:: Extracted information ::
/---

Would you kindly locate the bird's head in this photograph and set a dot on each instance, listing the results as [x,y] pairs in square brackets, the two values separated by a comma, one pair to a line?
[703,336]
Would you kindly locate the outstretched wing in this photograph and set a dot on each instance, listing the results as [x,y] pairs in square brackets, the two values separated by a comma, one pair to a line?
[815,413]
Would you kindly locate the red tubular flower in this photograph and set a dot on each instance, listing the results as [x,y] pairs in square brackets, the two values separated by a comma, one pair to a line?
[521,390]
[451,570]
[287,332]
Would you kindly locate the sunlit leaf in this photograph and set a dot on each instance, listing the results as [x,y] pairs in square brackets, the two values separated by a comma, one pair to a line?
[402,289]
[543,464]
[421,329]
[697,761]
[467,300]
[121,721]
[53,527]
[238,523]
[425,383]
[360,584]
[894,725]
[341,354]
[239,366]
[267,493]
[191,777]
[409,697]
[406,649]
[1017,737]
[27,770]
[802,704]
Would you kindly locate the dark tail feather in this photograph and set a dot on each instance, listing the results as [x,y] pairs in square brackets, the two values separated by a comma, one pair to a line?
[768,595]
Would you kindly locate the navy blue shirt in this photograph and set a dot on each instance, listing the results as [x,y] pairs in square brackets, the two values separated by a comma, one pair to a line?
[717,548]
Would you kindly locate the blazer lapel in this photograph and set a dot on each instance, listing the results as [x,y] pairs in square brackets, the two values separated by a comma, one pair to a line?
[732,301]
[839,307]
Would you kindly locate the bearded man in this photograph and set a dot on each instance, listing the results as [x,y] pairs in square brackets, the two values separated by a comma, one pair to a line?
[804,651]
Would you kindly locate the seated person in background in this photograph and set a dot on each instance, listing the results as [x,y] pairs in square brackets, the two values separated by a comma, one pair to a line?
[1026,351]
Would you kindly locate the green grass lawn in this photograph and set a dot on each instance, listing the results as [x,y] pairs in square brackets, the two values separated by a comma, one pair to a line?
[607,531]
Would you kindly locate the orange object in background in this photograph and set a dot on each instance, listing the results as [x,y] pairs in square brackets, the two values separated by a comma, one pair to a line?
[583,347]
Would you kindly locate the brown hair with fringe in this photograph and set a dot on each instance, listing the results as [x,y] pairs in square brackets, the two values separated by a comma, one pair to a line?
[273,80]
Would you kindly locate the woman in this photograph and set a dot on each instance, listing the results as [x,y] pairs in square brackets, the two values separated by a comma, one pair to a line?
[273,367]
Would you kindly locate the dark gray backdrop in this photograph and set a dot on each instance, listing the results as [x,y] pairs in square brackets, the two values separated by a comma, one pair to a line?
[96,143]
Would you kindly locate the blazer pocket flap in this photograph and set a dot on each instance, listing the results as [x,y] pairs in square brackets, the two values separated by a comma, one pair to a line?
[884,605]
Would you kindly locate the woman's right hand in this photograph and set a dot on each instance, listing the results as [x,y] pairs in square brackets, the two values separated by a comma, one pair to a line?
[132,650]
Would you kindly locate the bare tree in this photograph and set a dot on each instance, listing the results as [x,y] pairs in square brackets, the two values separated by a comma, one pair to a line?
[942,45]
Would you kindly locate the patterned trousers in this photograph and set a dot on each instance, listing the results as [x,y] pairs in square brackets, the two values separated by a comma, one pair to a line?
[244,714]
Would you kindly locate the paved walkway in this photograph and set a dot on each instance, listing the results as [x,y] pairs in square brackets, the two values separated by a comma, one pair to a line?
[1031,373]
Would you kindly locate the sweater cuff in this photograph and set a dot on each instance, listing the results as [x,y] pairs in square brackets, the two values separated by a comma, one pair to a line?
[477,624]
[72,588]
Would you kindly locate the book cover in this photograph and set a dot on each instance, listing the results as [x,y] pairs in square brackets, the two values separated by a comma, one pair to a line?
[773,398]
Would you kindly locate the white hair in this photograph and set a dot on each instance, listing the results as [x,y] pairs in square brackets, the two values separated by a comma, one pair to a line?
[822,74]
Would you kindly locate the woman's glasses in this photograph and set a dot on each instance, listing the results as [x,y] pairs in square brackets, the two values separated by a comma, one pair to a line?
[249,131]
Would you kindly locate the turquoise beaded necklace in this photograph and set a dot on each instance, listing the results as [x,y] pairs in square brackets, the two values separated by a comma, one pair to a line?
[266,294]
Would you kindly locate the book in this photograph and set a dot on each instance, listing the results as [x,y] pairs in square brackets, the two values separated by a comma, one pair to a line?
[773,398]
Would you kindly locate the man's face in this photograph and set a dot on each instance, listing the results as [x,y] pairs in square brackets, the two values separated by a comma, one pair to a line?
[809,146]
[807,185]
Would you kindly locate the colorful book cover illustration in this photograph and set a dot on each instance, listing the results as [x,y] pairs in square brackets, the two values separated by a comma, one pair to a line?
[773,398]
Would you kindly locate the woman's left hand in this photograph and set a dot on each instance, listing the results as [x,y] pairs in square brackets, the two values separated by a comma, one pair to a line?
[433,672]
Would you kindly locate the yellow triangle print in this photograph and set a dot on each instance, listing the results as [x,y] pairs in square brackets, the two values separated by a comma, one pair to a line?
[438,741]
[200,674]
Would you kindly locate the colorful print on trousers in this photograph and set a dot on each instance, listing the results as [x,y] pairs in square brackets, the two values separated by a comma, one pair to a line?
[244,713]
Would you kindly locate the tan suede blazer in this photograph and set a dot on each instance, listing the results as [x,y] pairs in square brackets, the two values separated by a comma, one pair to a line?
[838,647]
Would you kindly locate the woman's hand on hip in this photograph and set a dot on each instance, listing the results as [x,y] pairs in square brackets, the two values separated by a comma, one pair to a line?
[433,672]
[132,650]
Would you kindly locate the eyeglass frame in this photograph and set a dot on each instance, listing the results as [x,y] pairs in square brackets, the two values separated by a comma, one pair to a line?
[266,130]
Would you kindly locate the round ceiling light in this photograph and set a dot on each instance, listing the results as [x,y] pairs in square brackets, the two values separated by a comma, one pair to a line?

\---

Convert every line of the entries above into a JSON array of strings, one string per line, and omit any blank lines.

[
  "Would you kindly locate the bird's head in this photograph and set a dot on each instance, listing the results as [x,y] pairs in square brackets, the two values separated by a comma, one pair to a line?",
  "[703,336]",
  "Would you kindly locate the outstretched wing in this photograph and set a dot on each instance, listing the results as [x,y] pairs in square brackets, the two values separated by a comma, one pair to a line?",
  "[815,413]",
  "Would you kindly locate the red tubular flower in this photograph and set a dot on each instance, listing the results as [x,y] pairs in square brackets, the two values separated by a comma, one pair to a line?",
  "[521,390]",
  "[451,570]",
  "[287,332]",
  "Would you kindly locate the sunlit leaf in this photograph and set a dot on each instance, listing the results as [x,y] pairs in square brackets, the two values separated by a comma, one pair to a line?",
  "[402,289]",
  "[543,464]",
  "[421,329]",
  "[697,761]",
  "[467,300]",
  "[121,721]",
  "[53,527]",
  "[238,523]",
  "[425,383]",
  "[360,584]",
  "[894,725]",
  "[341,354]",
  "[239,366]",
  "[267,493]",
  "[191,777]",
  "[409,697]",
  "[406,649]",
  "[1017,737]",
  "[27,770]",
  "[802,704]",
  "Would you kindly locate the dark tail feather in this photograph and set a dot on each instance, listing the results as [x,y] pairs in square brackets, the two values separated by a comma, one pair to a line?",
  "[768,595]",
  "Would you kindly locate the navy blue shirt in this photograph and set a dot on each instance, listing the results as [x,y] pairs in square brackets, the two values separated by a comma, one pair to a line?",
  "[717,548]",
  "Would you kindly locate the blazer lapel in this photograph and set a dot on each instance, listing the results as [x,y] pairs in square brackets, the two values separated by a comma, one pair to a line?",
  "[732,301]",
  "[839,307]",
  "Would you kindly locate the bearded man in this photograph and set a dot on each instance, listing the results as [x,y] pairs in square brackets, the two values separated by a comma, one pair to a line?",
  "[804,651]",
  "Would you kindly locate the seated person in background in this photograph and set a dot on each instance, listing the results as [x,y] pairs in square brackets, the two values separated by a comma, one pair to a line?",
  "[1026,351]",
  "Would you kindly locate the green grass lawn in this photograph and set a dot on each instance, listing the results as [x,y] pairs in square brackets, the two values separated by a comma, one pair to a line?",
  "[607,531]",
  "Would you kindly locate the orange object in background in this photograph and set a dot on each instance, listing the results as [x,y] pairs in square brackets, the two values separated by a comma, one pair to a line?",
  "[583,347]",
  "Would you kindly locate the brown hair with fringe in this photograph and set a dot on each instance, listing the results as [x,y] pairs in square brackets, the two values separated by a comma, one pair to a line?",
  "[273,80]",
  "Would you kindly locate the woman in this photograph and set a dot on each instance, listing the results as [x,y] pairs in square brackets, the two values separated by a comma, one pair to a line?",
  "[273,367]",
  "Would you kindly locate the dark gray backdrop in this photograph and set a dot on each instance, listing the results as [x,y] pairs in square brackets, the two values separated by a comma, one pair to a line?",
  "[96,143]",
  "Would you kindly locate the blazer pocket flap in this photograph and set a dot on each instance, listing the results as [x,y] pairs in square brackets, the two values separated by a comma, one pair to a line?",
  "[884,605]",
  "Would you kindly locate the woman's right hand in this photograph and set a dot on each instance, listing the results as [x,y] pairs in square brackets, the two values separated by a comma, one pair to a line?",
  "[132,650]",
  "Would you kindly locate the bare tree in this photograph and set a dot on each instance, listing the results as [x,y] pairs in square brackets, the two values separated by a comma, one pair to a line?",
  "[942,45]",
  "Would you kindly locate the patterned trousers in this photograph and set a dot on each instance, listing the results as [x,y] pairs in square brackets, the two values separated by a comma, one pair to a line?",
  "[244,714]",
  "Would you kindly locate the paved walkway in this photograph and set a dot on each instance, listing the results as [x,y] pairs in square brackets, the two values separated by a comma, one pair to a line?",
  "[1031,373]",
  "Would you kindly locate the sweater cuff in this photograph and set a dot on each instance, listing the results as [x,y] pairs in square brackets, the two values separated by a comma, one pair to a line?",
  "[477,624]",
  "[72,588]",
  "Would you kindly locate the book cover in this photograph and set a dot on each instance, listing the results as [x,y] pairs in square brackets, the two values separated by a comma, one pair to a line?",
  "[773,398]",
  "Would you kindly locate the white hair in this photograph and set a dot on each instance, listing the results as [x,y] pairs in square brackets, the two values separated by a comma, one pair to a line?",
  "[822,74]",
  "Would you kindly locate the woman's glasses in this photograph and set a dot on each instance, listing the results as [x,y] pairs in square brackets, the two values separated by a comma, one pair to a line?",
  "[249,131]",
  "Would you kindly locate the turquoise beaded necklace in this photograph and set a dot on each instance, listing the results as [x,y] pairs in square brackets, the two values separated by a comma, one pair to a line?",
  "[266,294]",
  "Would you kindly locate the book in this photograph and set a dot on each instance, listing the results as [x,y] pairs in square brackets, the two values separated by a comma, one pair to a line?",
  "[773,398]",
  "Would you kindly locate the man's face in this photograph and set a dot on each instance, listing the results as [x,y] pairs in square brackets, the two values separated by a comma, one pair to a line?",
  "[809,146]",
  "[807,185]",
  "Would you kindly locate the colorful book cover illustration in this photograph and set a dot on each instance, listing the results as [x,y] pairs in square brackets, the two values separated by a comma, one pair to a line?",
  "[773,398]",
  "Would you kindly locate the woman's left hand in this photograph and set a dot on each instance, listing the results as [x,y] pairs in square brackets, the two values separated by a comma, one pair to a line?",
  "[433,672]",
  "Would you kindly locate the yellow triangle print in this photograph and set a dot on each instance, listing the results as [x,y] pairs in square brackets, the two values separated by a comma, one pair to a line?",
  "[438,741]",
  "[200,674]",
  "Would you kindly locate the colorful print on trousers in this photograph and set a dot on each instance, listing the results as [x,y] pairs in square brackets, the two values separated by a comma, one pair to a line?",
  "[244,713]",
  "Would you kindly locate the tan suede blazer in this photograph and set a dot on each instance, listing the results as [x,y] pairs in square brackets, the two values separated by a comma, one pair to a line?",
  "[838,647]",
  "Would you kindly locate the woman's hand on hip in this photograph and set a dot on each instance, listing the results as [x,y] pairs in square brackets, the two values separated by a comma, one pair to a line?",
  "[433,672]",
  "[132,650]",
  "Would you kindly locate the eyeglass frame in this photograph and set a dot on each instance, listing the results as [x,y] pairs in square brackets, the two values separated by a comma, one pair to a line?",
  "[266,130]",
  "Would you kindly locate the round ceiling light in this photograph and set a dot on each instance, listing the results as [x,y] pairs in square brackets, the two values separated by a comma, one pair to a line?"
]